Task data:
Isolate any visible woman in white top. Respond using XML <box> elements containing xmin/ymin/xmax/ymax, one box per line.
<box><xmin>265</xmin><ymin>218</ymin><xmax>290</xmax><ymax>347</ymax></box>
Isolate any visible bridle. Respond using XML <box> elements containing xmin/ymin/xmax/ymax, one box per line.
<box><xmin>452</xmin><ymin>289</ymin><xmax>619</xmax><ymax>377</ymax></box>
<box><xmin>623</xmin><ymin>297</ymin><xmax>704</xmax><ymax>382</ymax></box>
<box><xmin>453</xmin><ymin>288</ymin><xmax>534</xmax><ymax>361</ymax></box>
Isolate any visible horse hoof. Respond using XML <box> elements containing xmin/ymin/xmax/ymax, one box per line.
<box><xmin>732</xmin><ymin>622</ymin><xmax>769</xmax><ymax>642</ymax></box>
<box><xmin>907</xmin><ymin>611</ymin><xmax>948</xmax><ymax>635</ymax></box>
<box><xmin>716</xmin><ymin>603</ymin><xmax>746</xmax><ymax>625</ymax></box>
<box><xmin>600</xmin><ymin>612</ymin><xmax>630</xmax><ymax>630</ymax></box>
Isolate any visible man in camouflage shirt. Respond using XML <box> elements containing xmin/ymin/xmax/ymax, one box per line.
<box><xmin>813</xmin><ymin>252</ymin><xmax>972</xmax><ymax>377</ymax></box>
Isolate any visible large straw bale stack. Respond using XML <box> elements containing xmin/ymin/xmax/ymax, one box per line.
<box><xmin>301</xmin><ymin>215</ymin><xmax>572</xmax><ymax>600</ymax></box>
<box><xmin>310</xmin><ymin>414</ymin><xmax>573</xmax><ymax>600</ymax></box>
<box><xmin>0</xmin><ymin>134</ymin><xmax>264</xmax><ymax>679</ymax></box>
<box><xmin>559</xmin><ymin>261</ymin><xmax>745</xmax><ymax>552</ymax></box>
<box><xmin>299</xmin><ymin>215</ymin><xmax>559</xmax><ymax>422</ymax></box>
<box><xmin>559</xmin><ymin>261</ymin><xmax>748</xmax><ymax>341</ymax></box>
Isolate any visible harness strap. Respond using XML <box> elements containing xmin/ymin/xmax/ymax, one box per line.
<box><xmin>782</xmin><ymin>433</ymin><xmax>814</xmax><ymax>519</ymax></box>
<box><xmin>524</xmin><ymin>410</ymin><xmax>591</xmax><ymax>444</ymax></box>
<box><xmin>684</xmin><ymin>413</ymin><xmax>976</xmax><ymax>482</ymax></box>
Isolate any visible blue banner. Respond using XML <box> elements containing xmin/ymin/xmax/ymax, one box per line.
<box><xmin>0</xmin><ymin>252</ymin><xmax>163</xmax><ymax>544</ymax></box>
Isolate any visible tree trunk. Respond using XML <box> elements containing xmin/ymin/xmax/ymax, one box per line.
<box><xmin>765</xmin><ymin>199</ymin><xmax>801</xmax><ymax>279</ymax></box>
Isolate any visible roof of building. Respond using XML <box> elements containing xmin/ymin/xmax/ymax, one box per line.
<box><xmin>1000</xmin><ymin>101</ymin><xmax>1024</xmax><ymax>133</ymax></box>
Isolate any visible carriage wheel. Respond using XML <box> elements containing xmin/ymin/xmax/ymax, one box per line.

Task description:
The response should consist of all the entries, copied without any alteration.

Response to the task:
Isolate any visible woman in white top. Respond using XML <box> elements containing xmin/ymin/xmax/ymax, one box per line.
<box><xmin>265</xmin><ymin>218</ymin><xmax>290</xmax><ymax>347</ymax></box>
Isolate any visible bridle. Respond using XML <box> elements containing xmin/ymin/xmax/ymax, one box per line.
<box><xmin>452</xmin><ymin>289</ymin><xmax>619</xmax><ymax>377</ymax></box>
<box><xmin>623</xmin><ymin>297</ymin><xmax>704</xmax><ymax>382</ymax></box>
<box><xmin>453</xmin><ymin>288</ymin><xmax>534</xmax><ymax>361</ymax></box>
Isolate any visible horse hoof. Respond using XML <box> elements containing xmin/ymin/xmax/ymax, one box per line.
<box><xmin>732</xmin><ymin>622</ymin><xmax>769</xmax><ymax>642</ymax></box>
<box><xmin>907</xmin><ymin>611</ymin><xmax>948</xmax><ymax>635</ymax></box>
<box><xmin>716</xmin><ymin>603</ymin><xmax>746</xmax><ymax>625</ymax></box>
<box><xmin>600</xmin><ymin>612</ymin><xmax>630</xmax><ymax>630</ymax></box>
Isolate any visible man in camouflage shirt. Respond using XML <box> elements containing xmin/ymin/xmax/ymax, one box per line.
<box><xmin>813</xmin><ymin>252</ymin><xmax>972</xmax><ymax>377</ymax></box>
Isolate any visible large straw bale stack. Respond using XML <box> elements containing xmin/ymin/xmax/ymax, one box per line.
<box><xmin>301</xmin><ymin>215</ymin><xmax>572</xmax><ymax>600</ymax></box>
<box><xmin>310</xmin><ymin>414</ymin><xmax>573</xmax><ymax>600</ymax></box>
<box><xmin>0</xmin><ymin>134</ymin><xmax>264</xmax><ymax>679</ymax></box>
<box><xmin>559</xmin><ymin>261</ymin><xmax>745</xmax><ymax>552</ymax></box>
<box><xmin>299</xmin><ymin>215</ymin><xmax>559</xmax><ymax>422</ymax></box>
<box><xmin>559</xmin><ymin>261</ymin><xmax>748</xmax><ymax>341</ymax></box>
Isolate any visible harness strap. Respond using XML <box> elements containing xmin/ymin/xmax/ymax, one box per line.
<box><xmin>782</xmin><ymin>433</ymin><xmax>814</xmax><ymax>519</ymax></box>
<box><xmin>524</xmin><ymin>410</ymin><xmax>591</xmax><ymax>444</ymax></box>
<box><xmin>684</xmin><ymin>413</ymin><xmax>976</xmax><ymax>482</ymax></box>
Isolate any visible blue banner. Respond using XML <box> elements containing xmin/ymin/xmax/ymax, one box per line.
<box><xmin>0</xmin><ymin>252</ymin><xmax>163</xmax><ymax>544</ymax></box>
Isolate any visible tree trunk. Respond using XML <box> elements containing xmin/ymin/xmax/ymax, one box per line.
<box><xmin>765</xmin><ymin>199</ymin><xmax>801</xmax><ymax>279</ymax></box>
Isolate any visible roof of building. Respond using XML <box> elements containing xmin/ymin/xmax/ymax, one box per line.
<box><xmin>1000</xmin><ymin>101</ymin><xmax>1024</xmax><ymax>133</ymax></box>
Isolate any visible carriage wheel. Respond using XML <box> elements containing xmin/ymin/xmax/ymax, one box per line.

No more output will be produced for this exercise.